» **Your goal**
Images embedded in the records are excluded; print everything else exactly as given.

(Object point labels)
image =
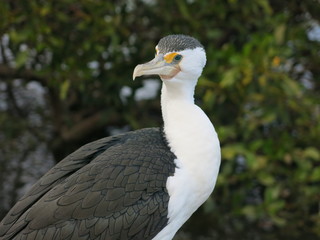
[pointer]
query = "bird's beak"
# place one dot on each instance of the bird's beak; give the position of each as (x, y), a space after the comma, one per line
(157, 66)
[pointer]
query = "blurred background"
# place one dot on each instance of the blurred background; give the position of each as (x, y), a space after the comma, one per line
(66, 79)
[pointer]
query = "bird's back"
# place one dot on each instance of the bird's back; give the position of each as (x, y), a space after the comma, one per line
(113, 188)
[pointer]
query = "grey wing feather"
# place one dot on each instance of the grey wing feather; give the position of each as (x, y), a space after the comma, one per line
(108, 189)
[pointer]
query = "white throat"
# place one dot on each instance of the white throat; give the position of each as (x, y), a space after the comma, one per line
(192, 138)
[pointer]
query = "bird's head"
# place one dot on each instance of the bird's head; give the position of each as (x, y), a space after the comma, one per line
(178, 57)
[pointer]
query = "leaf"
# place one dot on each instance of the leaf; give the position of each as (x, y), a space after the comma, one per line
(64, 89)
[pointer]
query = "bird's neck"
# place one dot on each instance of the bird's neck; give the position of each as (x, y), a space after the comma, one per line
(190, 133)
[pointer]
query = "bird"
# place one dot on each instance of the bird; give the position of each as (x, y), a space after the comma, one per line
(139, 185)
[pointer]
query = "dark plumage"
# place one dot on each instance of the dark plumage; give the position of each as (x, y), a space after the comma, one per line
(178, 42)
(107, 189)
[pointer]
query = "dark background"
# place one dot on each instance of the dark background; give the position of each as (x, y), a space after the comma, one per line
(66, 79)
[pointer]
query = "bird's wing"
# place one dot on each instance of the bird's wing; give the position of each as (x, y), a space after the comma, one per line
(114, 188)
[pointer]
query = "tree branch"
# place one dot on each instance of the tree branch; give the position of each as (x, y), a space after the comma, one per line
(7, 72)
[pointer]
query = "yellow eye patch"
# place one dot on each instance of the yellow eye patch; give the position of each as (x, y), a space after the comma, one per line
(170, 56)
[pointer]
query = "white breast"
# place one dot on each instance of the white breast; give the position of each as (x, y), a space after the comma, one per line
(193, 139)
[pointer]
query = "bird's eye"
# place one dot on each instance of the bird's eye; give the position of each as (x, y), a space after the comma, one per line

» **Completed task**
image =
[pointer]
query = "bird's beak"
# place one dot on each instance of the bird's beak; give the position of each as (x, y), a space after the comma, one per line
(157, 66)
[pointer]
query = "blurred background"
# place one dot on each instance of the blurred background; give the position of each as (x, y), a space after the comma, one per line
(66, 79)
[pointer]
query = "bird's back"
# place one dot on each instance of the bird's back; give the position of each as (x, y), a space after the comma, one per line
(113, 188)
[pointer]
query = "grey wing feather"
# place one dot on each instance of the grey wing feather; give the position of each as (x, y), a space after the comma, one per line
(108, 189)
[pointer]
query = "white throat"
# place one dot on each instance of the white throat; give the position of each as (x, y), a space after the comma, one per line
(192, 138)
[pointer]
query = "bird's head"
# place one dot on each instance of the bird's head; give the position of each as (x, y), a space after the comma, one per line
(178, 57)
[pointer]
query = "leaf"
# place one dot on each instance of the leaf; give the position of each as (x, y), a space after the comma, one per line
(64, 89)
[pointer]
query = "bird's neck"
# place one dot on each instance of the bird's neck; give the position of each as (x, y), a space after the comma, one per line
(190, 133)
[pointer]
query = "bird"
# place one dot on each instance of the bird; give the position of each as (x, y), a space after the comma, one per line
(139, 185)
[pointer]
query = "dark plumage"
# place one dot on each instance of the dark plumage; give the position of each as (x, y), a space after the comma, one per line
(178, 42)
(107, 189)
[pointer]
query = "dark background"
# place one dot on each instance of the dark background; give the position of each as (x, y), a space after the comma, one per line
(66, 79)
[pointer]
query = "bird's wing"
# place one dot on each instance of the bird's wing; give the position of each as (x, y), a space after the comma, one per line
(114, 188)
[pointer]
query = "tree branch"
# place one dot on each instance of the tree branch; give the position of each as (x, y), a space after the comma, one per line
(7, 72)
[pointer]
query = "yellow eye patch"
# place one dot on each instance of the yellow eye patch; give the position of each as (x, y), a space after the comma, one per line
(170, 56)
[pointer]
query = "white breast"
# place one dot on each instance of the white breast; give the position of each as (x, y), a space after the comma, one per line
(193, 139)
[pointer]
query = "bird's eye"
# place one dot on each instance of the bird's eye; give the position of each as (x, y), a space after the comma, one per line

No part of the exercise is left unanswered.